**WHAT THE TASK ASKS:** Please restate every record below word for word.
:: DATASET EXTRACT ::
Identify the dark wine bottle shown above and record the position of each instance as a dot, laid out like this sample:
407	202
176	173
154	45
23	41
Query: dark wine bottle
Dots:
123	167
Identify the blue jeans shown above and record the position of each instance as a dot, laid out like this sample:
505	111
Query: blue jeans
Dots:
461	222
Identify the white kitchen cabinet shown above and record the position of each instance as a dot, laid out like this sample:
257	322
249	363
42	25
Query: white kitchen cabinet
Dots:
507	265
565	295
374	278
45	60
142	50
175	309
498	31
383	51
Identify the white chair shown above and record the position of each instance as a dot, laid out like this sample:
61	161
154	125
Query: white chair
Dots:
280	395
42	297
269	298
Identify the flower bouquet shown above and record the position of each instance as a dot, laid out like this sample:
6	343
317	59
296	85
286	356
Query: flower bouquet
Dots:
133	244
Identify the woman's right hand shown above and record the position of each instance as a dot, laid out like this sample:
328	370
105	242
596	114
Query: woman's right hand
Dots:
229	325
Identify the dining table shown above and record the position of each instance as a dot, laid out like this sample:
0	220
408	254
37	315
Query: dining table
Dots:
:::
**ANSWER SECTION:**
Identify the dark wine bottle shown above and record the position of each instance as a dot, laid out like this sample:
407	202
176	173
154	45
23	41
Query: dark wine bottle
Dots:
123	167
Identify the blue jeans shown above and record the position of each instance as a dot, laid out like this sample:
505	111
Query: blue jeans
Dots:
461	222
Identify the white kitchen cabinet shown above and record the position of each instance as a dot, laid out like this sample:
257	322
249	363
42	25
Query: white kitchen cabinet
Dots:
507	265
565	295
374	278
45	60
142	50
175	309
498	31
383	51
Identify the white chair shown above and record the position of each instance as a dot, laid out like this sample:
61	161
154	125
Query: white chair
Dots:
280	395
42	297
269	298
Identify the flower bouquet shown above and record the position of each instance as a dot, laid out like this sample:
6	343
317	59
296	85
286	356
Query: flower bouquet
Dots:
133	244
Identify the woman's right hand shown above and record the position of each instance as a dot, laid out like this sample:
328	370
105	242
596	114
Query: woman's right hand
Dots:
229	325
Identify the dining table shown above and record the position of each instance as a dot, laid out like this sample:
0	220
408	254
37	315
Query: dining table
Dots:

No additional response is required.